[Exercise instructions]
All entries are to be given again verbatim.

[Supplied records]

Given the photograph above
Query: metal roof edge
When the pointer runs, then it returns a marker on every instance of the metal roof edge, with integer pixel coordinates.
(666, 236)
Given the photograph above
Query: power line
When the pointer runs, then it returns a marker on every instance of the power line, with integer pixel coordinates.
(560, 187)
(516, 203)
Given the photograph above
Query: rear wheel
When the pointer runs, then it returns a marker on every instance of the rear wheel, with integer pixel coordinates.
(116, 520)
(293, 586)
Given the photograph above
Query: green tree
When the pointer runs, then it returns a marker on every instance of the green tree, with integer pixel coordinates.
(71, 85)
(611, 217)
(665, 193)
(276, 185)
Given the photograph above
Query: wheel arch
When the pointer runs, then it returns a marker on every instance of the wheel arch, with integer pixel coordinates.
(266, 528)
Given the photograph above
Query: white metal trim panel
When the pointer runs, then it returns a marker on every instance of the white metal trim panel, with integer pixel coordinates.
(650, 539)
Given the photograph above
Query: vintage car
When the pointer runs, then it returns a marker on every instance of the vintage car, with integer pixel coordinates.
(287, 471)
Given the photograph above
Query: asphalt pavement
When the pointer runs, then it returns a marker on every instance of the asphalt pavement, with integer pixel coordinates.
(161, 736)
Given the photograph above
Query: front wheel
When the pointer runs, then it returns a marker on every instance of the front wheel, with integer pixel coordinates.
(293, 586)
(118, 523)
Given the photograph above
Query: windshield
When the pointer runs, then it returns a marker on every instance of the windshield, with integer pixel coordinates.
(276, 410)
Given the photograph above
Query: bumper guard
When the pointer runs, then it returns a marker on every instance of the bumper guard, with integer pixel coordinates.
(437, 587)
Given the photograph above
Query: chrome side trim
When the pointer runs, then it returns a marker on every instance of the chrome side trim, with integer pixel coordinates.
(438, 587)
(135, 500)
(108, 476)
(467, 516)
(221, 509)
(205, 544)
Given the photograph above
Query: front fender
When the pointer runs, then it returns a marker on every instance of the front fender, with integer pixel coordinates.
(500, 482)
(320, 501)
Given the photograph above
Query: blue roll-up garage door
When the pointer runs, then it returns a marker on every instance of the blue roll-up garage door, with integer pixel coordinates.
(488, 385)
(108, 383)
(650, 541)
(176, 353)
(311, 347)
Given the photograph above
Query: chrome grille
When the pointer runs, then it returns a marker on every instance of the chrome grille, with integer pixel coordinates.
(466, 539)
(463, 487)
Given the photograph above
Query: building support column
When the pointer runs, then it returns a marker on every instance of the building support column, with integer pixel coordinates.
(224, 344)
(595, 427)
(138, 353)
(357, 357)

[Output]
Given the photograph above
Query: metal roof edge
When the pointer runs, then it returns a marker on every instance of the metal roof edge, with integer pixel coordinates.
(666, 236)
Given the photograph above
Query: power line
When the pointer runs, then it returns a marker on every instance of the power line, with integer pixel coordinates.
(560, 187)
(516, 203)
Given the photograph above
Query: rear wheel
When the pointer runs, then it returns a marker on every instance of the rear wheel, with integer pixel coordinates.
(116, 520)
(293, 586)
Given the photograph above
Query: green tree
When the pointer runs, then it returns a marker on every instance of the green tree, with integer pixel coordinates.
(71, 85)
(611, 217)
(665, 193)
(276, 185)
Given the photograph above
Query: wheel arch
When the pointer runs, then it returns a marker on every instance of the wheel arch, with integer pixel coordinates.
(266, 528)
Given the photograph above
Query: white metal trim panel
When the pointer runs, then it returns a marker on every instance of the white metal trim panel, with integer pixel coordinates.
(650, 539)
Given the photograph above
Query: vintage car
When the pointer runs, then it returns a marker on every instance of the vintage car, with integer pixel coordinates.
(287, 471)
Given the photograph above
Query: asphalt pavement
When the pointer runs, then it returns a marker on every instance of the asphalt pavement, with integer pixel coordinates.
(161, 736)
Given the photograph above
Query: front wheel
When the pointer runs, then it returns a marker on every instance of the front wheel, with integer pixel coordinates.
(293, 586)
(118, 523)
Given the photograph above
Query: windshield
When the pointer runs, then it returns a marker on every instance of the windshield, with integer pixel coordinates.
(276, 410)
Given the photograph above
Query: bumper guard
When the pointer runs, then it returns a marker on every instance of the bumper guard, with integer pixel coordinates.
(437, 587)
Given the photograph above
Query: chrome side trim
When the pointer runs, then it returns a marker on every instance of the chrome side trim, with integer pixel coordinates.
(438, 587)
(135, 500)
(108, 476)
(467, 516)
(221, 509)
(205, 544)
Given the photograph above
Query: front fender
When the pointer runs, then it returns a marker on every instance of the front fender, with integer pixel coordinates.
(500, 482)
(320, 501)
Given the photograph above
Query: blue roll-up garage door
When the pointer runs, then it returns a marker on every instance of the blue roll-up garage door, with integer pixel coordinates.
(488, 385)
(108, 383)
(650, 541)
(176, 353)
(311, 347)
Given the photograph above
Query: chrome grille
When the pointer runs, then it returns a marker on every instance of the chrome grille, with integer pixel coordinates.
(466, 539)
(463, 487)
Given the photograph above
Query: building support column
When the pointer runs, then it returns a marker on every instance of the building support column, with integer pixel coordinates.
(224, 344)
(595, 427)
(138, 353)
(357, 357)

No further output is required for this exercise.